#### Data listing
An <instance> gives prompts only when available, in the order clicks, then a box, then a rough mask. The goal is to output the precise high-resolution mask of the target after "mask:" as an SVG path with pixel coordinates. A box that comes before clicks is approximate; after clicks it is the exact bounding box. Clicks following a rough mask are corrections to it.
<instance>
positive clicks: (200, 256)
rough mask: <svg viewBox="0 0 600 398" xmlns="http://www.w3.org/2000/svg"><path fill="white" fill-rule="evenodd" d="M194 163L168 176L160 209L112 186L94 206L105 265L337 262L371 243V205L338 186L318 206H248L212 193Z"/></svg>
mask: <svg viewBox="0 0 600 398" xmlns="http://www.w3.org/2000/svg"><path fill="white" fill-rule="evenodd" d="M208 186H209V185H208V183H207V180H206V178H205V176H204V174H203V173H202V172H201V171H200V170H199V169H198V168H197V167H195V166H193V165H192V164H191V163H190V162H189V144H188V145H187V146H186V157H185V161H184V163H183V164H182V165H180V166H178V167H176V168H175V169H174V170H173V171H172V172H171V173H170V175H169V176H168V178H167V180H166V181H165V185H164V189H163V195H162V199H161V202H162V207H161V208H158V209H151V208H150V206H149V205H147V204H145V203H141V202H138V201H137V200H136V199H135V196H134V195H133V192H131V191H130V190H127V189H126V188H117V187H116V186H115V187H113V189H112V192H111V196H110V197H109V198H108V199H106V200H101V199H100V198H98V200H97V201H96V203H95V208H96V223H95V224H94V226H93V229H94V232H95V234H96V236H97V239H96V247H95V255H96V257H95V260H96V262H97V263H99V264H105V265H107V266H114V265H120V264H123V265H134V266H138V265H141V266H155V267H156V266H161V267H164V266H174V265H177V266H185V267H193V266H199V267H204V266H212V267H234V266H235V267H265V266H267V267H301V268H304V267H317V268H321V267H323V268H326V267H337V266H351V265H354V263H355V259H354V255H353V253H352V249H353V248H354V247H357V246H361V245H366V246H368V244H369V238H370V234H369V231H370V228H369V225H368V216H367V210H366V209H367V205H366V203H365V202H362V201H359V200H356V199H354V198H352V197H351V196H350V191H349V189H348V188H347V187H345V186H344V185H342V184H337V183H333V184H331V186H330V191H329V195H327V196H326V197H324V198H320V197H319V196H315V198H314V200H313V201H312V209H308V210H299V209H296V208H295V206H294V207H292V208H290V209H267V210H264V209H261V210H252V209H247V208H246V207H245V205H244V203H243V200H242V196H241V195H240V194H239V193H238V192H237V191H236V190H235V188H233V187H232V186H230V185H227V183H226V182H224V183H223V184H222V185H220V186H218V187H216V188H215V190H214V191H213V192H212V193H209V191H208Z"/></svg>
* * *
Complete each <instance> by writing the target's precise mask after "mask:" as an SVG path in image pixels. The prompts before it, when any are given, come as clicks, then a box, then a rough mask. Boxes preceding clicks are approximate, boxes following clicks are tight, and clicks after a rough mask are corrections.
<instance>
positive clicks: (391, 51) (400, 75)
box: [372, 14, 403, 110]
* * *
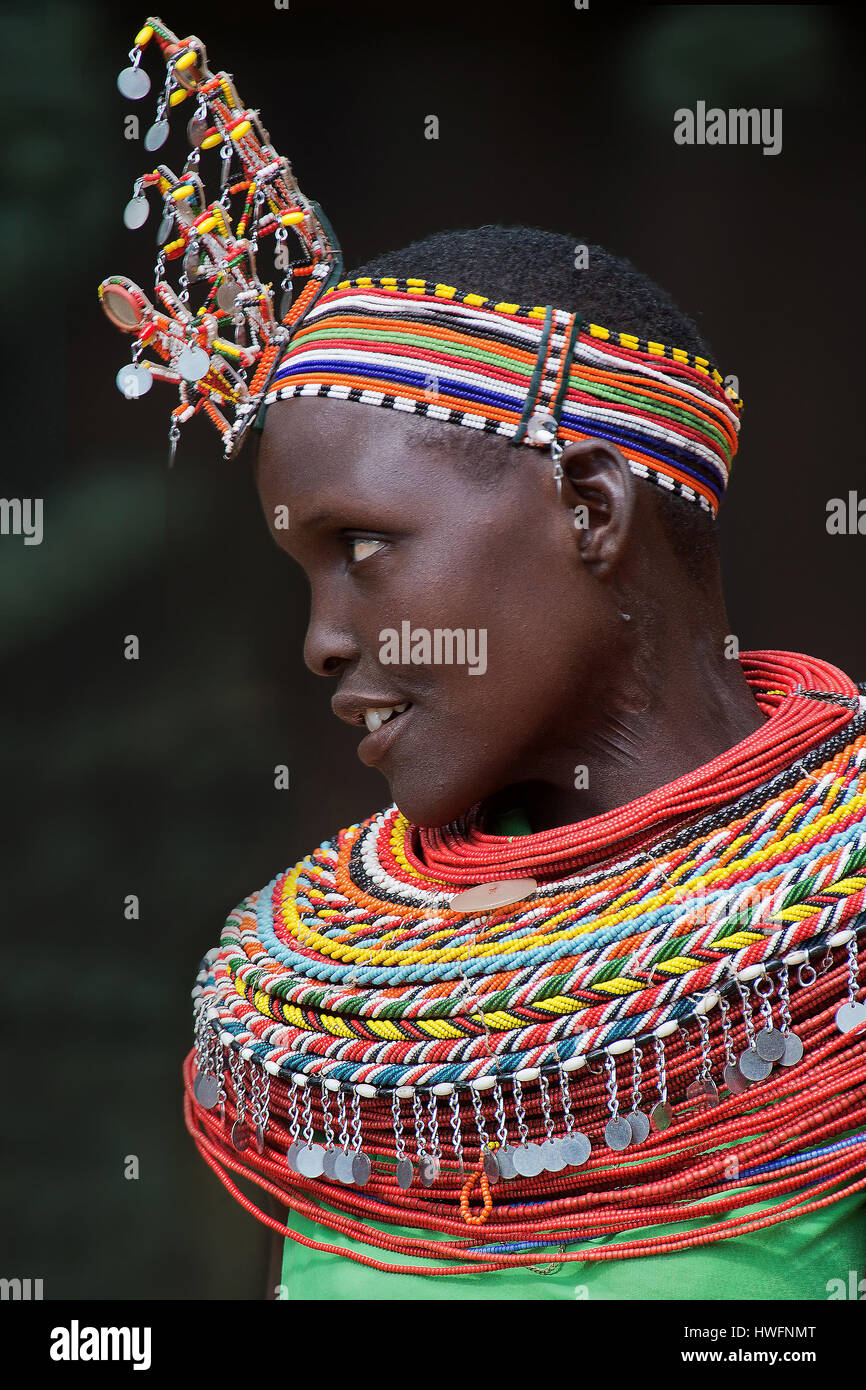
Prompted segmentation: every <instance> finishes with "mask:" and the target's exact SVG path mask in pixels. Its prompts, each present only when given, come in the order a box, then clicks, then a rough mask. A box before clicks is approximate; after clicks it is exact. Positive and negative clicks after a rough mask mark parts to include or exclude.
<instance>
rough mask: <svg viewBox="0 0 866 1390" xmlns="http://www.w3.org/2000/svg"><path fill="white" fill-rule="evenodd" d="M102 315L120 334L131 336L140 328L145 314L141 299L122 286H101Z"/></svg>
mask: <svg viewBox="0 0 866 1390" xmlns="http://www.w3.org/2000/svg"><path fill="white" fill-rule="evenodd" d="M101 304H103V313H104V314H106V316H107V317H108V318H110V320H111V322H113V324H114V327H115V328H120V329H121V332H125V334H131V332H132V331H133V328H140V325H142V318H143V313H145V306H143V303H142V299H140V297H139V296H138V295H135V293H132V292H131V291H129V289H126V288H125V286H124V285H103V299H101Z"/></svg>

#### What you need to do
If a line in the material above contains the word "pixels", copy it.

#### The completed task
Complete each <instance> by writing the target's precise mask after "mask:" as an SVG path in image pixels. The prompts before it, when any are given, come as clicks, then a box, then a rough mask. Boxes preceding clicks are approximate, boxes following clicks are tight, and clicks after a rough mask are corrections.
Prompted segmentation: every <instance> finishes with "mask:" and the target's exact SVG path mask in pixels. Its prompts, each present only when given, come in the order a box, then clicks, then a rough mask. A box before clicks is approximate; after clicks it is exact. Positive and negative clicks after a rough mask mark parts to include or exclude.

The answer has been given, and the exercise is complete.